**TASK REQUIREMENTS:** Retype every line of the records below exactly as it appears, leaving out the pictures.

___ RECORD LIST ___

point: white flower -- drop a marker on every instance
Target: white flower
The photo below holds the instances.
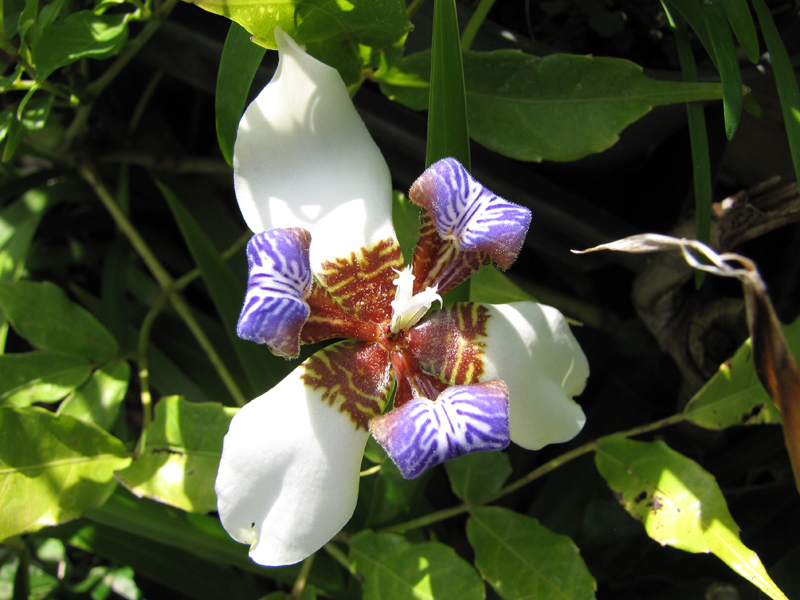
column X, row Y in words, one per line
column 325, row 264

___

**EXERCISE ANSWER:**
point: white flower -- drop a marker on every instance
Target: white flower
The photo below holds the instances.
column X, row Y in words, one per line
column 325, row 264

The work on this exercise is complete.